[Reading passage]
The foundation will go on, but his vision of inclusiveness will not have his
hand in it anylonger.  Maybe Serra and Andre will grow into a position where
they try to do something similar, but they remain static in this respect to me.


Msg#:16690 *FINE ART*
05-25-94 18:02:00
From: SABINE B. VOGEL
  To: DAVID PLATZKER (Rcvd)
Subj: REPLY TO MSG# 16361 (RE: JUDD)

actually I never really thought about the question of Judds importance
here + there. it just plopped up when he died and almost nothing was
written in magazines. then we started to compare it with Beuys death,
Warhol, Rothko, Picasso, Miro, Dali, etc. - and continued with a macabre
(is this an english word?) game, comparing it with living artists, how
much publicity their death would effect.

DP>has in the US.  Maybe I'm myopic and only think he's on par if not
DP>beyond Andre and Serra here.

maybe because of his work is much closer to design - to the furniture-
stuff from Philip Starck etc. - then A's + S's work. but I don't know.

DP>students, but people are often impressed by _weight_, and that's

weight? hm. maybe more something like beeing in love with material, which
is pretty much the german sculpture-style.

 *********************

DP>"Gee, they should have stopped years ago" - almost as bad, they could

that's something I just thought of Rauschenbergs work. god, how bad! works
from '87 - '92. just nothing. sad. seems to be something which happens to
most of the pop-art-artists. same with Wesselmann, Lichtenstein, Jim Dine,
who all just recently showed their recent works in Germany. Now I just
wonder about Jasper John's works of the last 5 years...


Msg#:16710 *FINE ART*
05-26-94 10:20:17
From: DAVID PLATZKER
  To: SABINE B. VOGEL
Subj: REPLY TO MSG# 16690 (RE: JUDD)
Isn't it all about what makes a "modern master," what becomes of an artist as
they age?  For me Johns can still hit the mark a good deal of the time, in part
because he has such great hand skill and sense of color.  Rauschenburg never
had that, Dine never had that either.  Maybe in a few years we'll have a better
idea what going on at this moment.  Maybe there's something wonderful happening
under our noses, or maybe we really are seeing a creative lull.  Back to
thinking about Judd, I think to describe his work as design is true to a point,
however, I don't see him as being any more of a designer than Serra or Andre,
the only difference being the surface of Judd's works being as slick as they
are.

[Given task A] Print the section of the Judd discussion that opens with the words containing "Subj: REPLY TO MSG# 16361" and closes with "and Serra here.".
[Given task B] In the Judd discussion, what two qualities does David Platzker say help Johns still hit the mark much of the time?

[Dataset section]

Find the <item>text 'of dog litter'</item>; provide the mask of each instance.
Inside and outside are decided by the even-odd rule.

[Task solution A]
Subj: REPLY TO MSG# 16361 (RE: JUDD)

actually I never really thought about the question of Judds importance
here + there. it just plopped up when he died and almost nothing was
written in magazines. then we started to compare it with Beuys death,
Warhol, Rothko, Picasso, Miro, Dali, etc. - and continued with a macabre
(is this an english word?) game, comparing it with living artists, how
much publicity their death would effect.

DP>has in the US.  Maybe I'm myopic and only think he's on par if not
DP>beyond Andre and Serra here.

[Task solution B] Great hand skill and sense of color.